§ WRITTEN EXERCISE
Present every line of the data below as a numbered list, leaving out any blank lines.

§ DATA FOR THIS TASK
· · · ·

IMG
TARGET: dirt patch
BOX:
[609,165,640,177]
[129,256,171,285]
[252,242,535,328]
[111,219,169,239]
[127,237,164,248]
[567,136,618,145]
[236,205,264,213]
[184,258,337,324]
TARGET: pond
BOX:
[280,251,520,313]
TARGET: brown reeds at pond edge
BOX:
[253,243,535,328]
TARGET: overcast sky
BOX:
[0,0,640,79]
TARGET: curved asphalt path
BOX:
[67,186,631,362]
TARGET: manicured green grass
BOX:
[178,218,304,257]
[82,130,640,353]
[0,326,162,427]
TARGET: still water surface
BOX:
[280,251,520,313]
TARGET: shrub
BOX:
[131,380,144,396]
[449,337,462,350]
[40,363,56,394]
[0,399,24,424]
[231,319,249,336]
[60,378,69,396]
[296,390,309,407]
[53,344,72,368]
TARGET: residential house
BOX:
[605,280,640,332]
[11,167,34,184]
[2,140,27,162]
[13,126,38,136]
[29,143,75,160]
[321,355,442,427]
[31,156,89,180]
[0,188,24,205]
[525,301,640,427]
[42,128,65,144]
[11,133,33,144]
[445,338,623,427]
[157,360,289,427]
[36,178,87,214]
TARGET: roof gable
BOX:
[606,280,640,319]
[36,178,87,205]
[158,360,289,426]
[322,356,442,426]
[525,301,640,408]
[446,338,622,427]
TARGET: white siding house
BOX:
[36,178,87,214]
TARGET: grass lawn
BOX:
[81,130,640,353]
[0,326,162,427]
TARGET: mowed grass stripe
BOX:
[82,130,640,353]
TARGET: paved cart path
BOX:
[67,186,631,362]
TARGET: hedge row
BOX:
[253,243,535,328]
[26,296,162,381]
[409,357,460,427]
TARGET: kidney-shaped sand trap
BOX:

· · · ·

§ CORRECT OUTPUT
1. IMG
2. TARGET: dirt patch
3. BOX:
4. [609,165,640,177]
5. [129,256,171,285]
6. [252,242,535,328]
7. [111,219,169,239]
8. [127,237,164,248]
9. [567,136,618,145]
10. [236,205,264,213]
11. [184,258,337,324]
12. TARGET: pond
13. BOX:
14. [280,251,520,313]
15. TARGET: brown reeds at pond edge
16. BOX:
17. [253,243,535,328]
18. TARGET: overcast sky
19. BOX:
20. [0,0,640,79]
21. TARGET: curved asphalt path
22. BOX:
23. [67,186,631,362]
24. TARGET: manicured green grass
25. BOX:
26. [178,218,304,257]
27. [82,130,640,353]
28. [0,326,162,427]
29. TARGET: still water surface
30. BOX:
31. [280,251,520,313]
32. TARGET: shrub
33. BOX:
34. [131,380,144,396]
35. [449,337,462,350]
36. [40,363,56,394]
37. [0,399,24,424]
38. [231,319,249,336]
39. [60,378,69,396]
40. [296,390,309,407]
41. [53,344,72,368]
42. TARGET: residential house
43. BOX:
44. [605,280,640,332]
45. [11,167,34,184]
46. [2,140,27,162]
47. [13,126,38,136]
48. [29,143,75,160]
49. [321,355,442,427]
50. [31,156,89,180]
51. [0,188,24,205]
52. [525,301,640,427]
53. [42,128,65,144]
54. [11,133,33,144]
55. [445,338,623,427]
56. [157,360,289,427]
57. [36,178,87,214]
58. TARGET: roof gable
59. BOX:
60. [606,280,640,319]
61. [36,178,87,205]
62. [158,360,289,426]
63. [322,356,442,426]
64. [525,301,640,408]
65. [446,338,622,427]
66. TARGET: white siding house
67. BOX:
68. [36,178,87,214]
69. TARGET: grass lawn
70. BOX:
71. [81,130,640,353]
72. [0,326,162,427]
73. TARGET: mowed grass stripe
74. BOX:
75. [82,130,640,353]
76. TARGET: paved cart path
77. BOX:
78. [67,186,631,362]
79. TARGET: hedge row
80. BOX:
81. [253,243,535,328]
82. [26,296,162,381]
83. [409,357,460,427]
84. TARGET: kidney-shaped sand trap
85. BOX:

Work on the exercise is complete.